EXERCISE OBJECTIVE:
Revise the records so that every "put a marker on" becomes "place a dot on", with everything else left as it is. Leave the pictures out of your answer.

---

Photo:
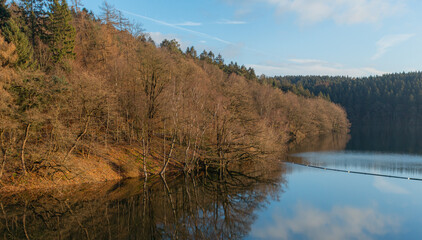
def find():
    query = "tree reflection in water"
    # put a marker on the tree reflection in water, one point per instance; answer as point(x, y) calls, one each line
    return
point(185, 207)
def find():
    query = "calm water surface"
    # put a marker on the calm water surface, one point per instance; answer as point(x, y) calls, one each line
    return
point(268, 201)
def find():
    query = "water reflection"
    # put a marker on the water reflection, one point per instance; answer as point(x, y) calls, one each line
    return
point(201, 207)
point(401, 165)
point(339, 222)
point(386, 138)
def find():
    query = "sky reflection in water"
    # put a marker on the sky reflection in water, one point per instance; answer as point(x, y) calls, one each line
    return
point(321, 204)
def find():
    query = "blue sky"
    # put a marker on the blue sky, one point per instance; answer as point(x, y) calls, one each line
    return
point(290, 37)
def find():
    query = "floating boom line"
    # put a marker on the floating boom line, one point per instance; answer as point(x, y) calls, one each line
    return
point(356, 172)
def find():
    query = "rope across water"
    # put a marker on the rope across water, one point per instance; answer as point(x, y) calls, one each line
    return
point(356, 172)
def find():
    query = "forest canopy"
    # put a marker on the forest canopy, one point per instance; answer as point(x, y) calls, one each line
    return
point(86, 97)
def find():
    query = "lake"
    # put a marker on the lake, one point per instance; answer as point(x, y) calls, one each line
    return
point(363, 186)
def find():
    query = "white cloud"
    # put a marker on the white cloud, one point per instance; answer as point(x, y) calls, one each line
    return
point(340, 11)
point(171, 25)
point(387, 42)
point(312, 67)
point(388, 187)
point(188, 23)
point(338, 223)
point(230, 22)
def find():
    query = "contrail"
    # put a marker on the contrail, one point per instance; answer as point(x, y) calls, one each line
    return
point(178, 27)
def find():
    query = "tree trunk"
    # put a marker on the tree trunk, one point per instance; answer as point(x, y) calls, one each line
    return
point(78, 138)
point(23, 148)
point(163, 170)
point(145, 153)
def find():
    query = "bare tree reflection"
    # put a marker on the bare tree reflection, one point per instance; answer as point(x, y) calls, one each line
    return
point(204, 206)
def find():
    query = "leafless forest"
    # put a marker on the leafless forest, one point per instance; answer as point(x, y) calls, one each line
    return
point(105, 101)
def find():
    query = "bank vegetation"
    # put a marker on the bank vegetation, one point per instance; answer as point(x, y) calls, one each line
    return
point(91, 98)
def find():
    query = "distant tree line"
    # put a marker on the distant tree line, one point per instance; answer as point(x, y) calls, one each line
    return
point(74, 85)
point(388, 99)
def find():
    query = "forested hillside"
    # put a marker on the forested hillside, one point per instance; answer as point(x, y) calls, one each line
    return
point(89, 98)
point(389, 99)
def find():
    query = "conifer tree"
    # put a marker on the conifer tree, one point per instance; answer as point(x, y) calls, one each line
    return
point(24, 50)
point(62, 33)
point(4, 13)
point(34, 14)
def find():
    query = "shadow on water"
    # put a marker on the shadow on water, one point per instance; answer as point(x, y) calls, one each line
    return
point(371, 149)
point(184, 207)
point(387, 138)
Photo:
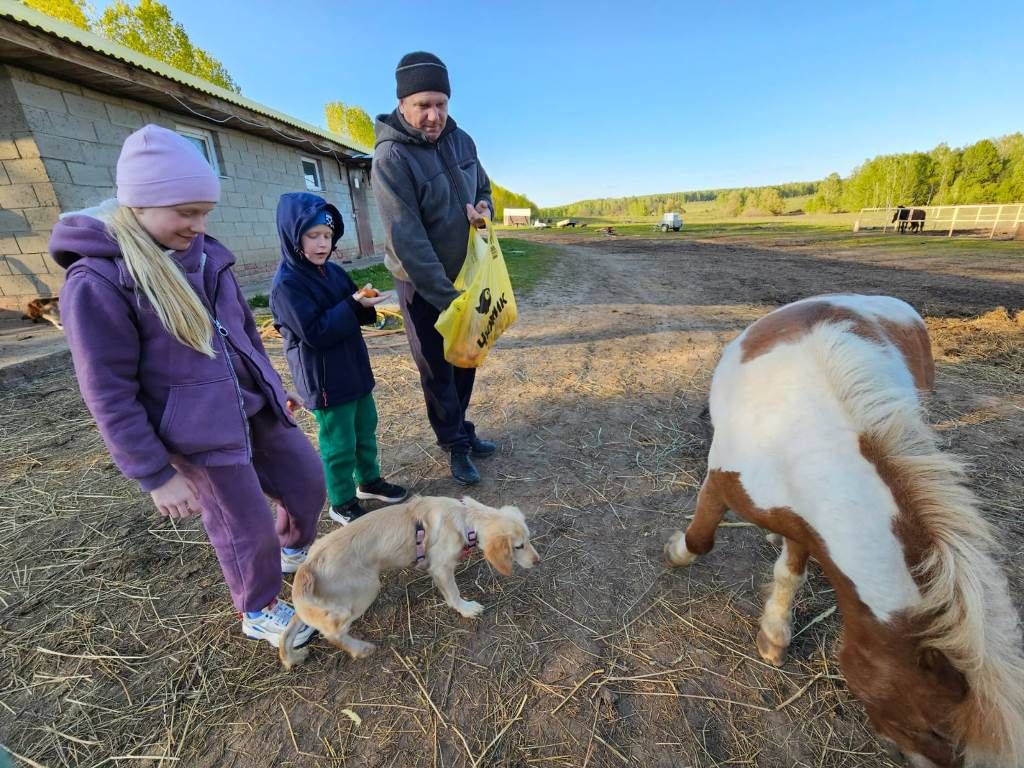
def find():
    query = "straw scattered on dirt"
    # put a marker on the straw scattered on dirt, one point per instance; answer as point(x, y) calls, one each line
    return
point(119, 646)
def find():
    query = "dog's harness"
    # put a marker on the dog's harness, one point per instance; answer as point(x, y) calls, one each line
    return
point(421, 545)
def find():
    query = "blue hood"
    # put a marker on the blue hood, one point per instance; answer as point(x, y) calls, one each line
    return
point(296, 211)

---

ANSWER TO THE EXERCISE:
Photo:
def find():
    query = "tree reflection in water"
    # place a dot on the tree reflection in water, one point per instance; answer as point(x, y) calls, one each line
    return
point(185, 207)
def find():
    query = "calm water surface"
    # place a dot on the calm water surface, one point per instance; answer as point(x, y) calls, one each line
    return
point(268, 201)
def find():
    query = "water reflection"
    # place a dot on the water reflection, one point per instance; answer as point(x, y) calls, one each line
    return
point(201, 207)
point(401, 165)
point(339, 222)
point(386, 138)
def find():
    query = "sky reflection in water"
    # place a dot on the sky reflection in water, one point per instance; answer as point(x, y) calls, one each line
    return
point(321, 204)
def find():
    query = "blue sky"
    # place a dot on the blue sky, one point per instance; answer as point(x, y) calls, one each line
    return
point(290, 37)
def find():
    query = "floating boom line"
    # place a dot on the floating boom line, one point per instance; answer as point(x, y) calls, one each line
    return
point(356, 172)
def find():
    query = "rope across water"
    # place a dot on the rope across water, one point per instance; answer as point(x, y) calls, one each line
    return
point(356, 172)
def find():
    query = "forest canopy"
    # place a dot on the forest canopy, one point per instance; answer as point(x, y) calls, one each line
    return
point(86, 97)
def find():
    query = "lake"
    # place a dot on the lake, one point per instance; answer as point(x, y) calls, one each line
    return
point(363, 186)
def find():
    query = "white cloud"
    # place a dot on the white cloud, one point per instance; answer as point(x, y) calls, one each line
    return
point(340, 11)
point(171, 25)
point(387, 42)
point(312, 67)
point(388, 187)
point(188, 23)
point(338, 223)
point(230, 22)
def find():
    query = "contrail"
    # place a dot on the contrail, one point per instance; answer as point(x, y) calls, one each line
    return
point(178, 27)
def find():
    query = "tree trunk"
    # place a dot on the tree trunk, one point per instance; answer as point(x, y) calls, one each line
    return
point(78, 138)
point(23, 148)
point(163, 170)
point(145, 153)
def find():
    query = "bare tree reflection"
    # place a dot on the bare tree reflection, one point per instance; answer as point(x, y) calls, one each line
    return
point(204, 206)
def find():
    query = "leafless forest"
    # place a dot on the leafless forest, one point per instance; answer as point(x, y) calls, one each line
    return
point(105, 101)
def find():
    query = "bank vegetation"
    # place a dot on the bank vegetation, one point per instance; answer as point(x, y) calls, one each line
    return
point(91, 98)
def find():
    query = "distant tree line"
    # place a dot on the distant tree line, one point per instance; answer as point(x, y) calls, one each line
    return
point(74, 85)
point(388, 99)
def find():
    query = "forested hillside"
    # place a dot on the forested hillside, one point per instance; answer as point(x, y) calls, one each line
    return
point(89, 98)
point(389, 99)
def find():
    query = "conifer tree"
    # place a dot on the conifer tree, one point per instance; answer as point(x, y) calls, one each line
    return
point(24, 50)
point(62, 33)
point(4, 13)
point(34, 14)
def find():
    query = "shadow on water"
    # place a dot on the shadow on water, one point per instance; answer as point(x, y) calls, one each line
    return
point(371, 149)
point(184, 207)
point(387, 138)
Photo:
def find():
    query = "straw scattered on dirt"
    # place a dot on the straw scattered on dirt, one point per instance; answer as point(x, y) calls, one each line
    return
point(119, 646)
def find():
    query = "dog's harness"
    # place a dot on the dog's harness, one point per instance; answer as point(x, y) calls, one each line
    return
point(421, 545)
def find():
    query = "blue hood"
    # place a dot on the blue hood, one point per instance; answer as point(x, y) calls, one each line
    return
point(296, 211)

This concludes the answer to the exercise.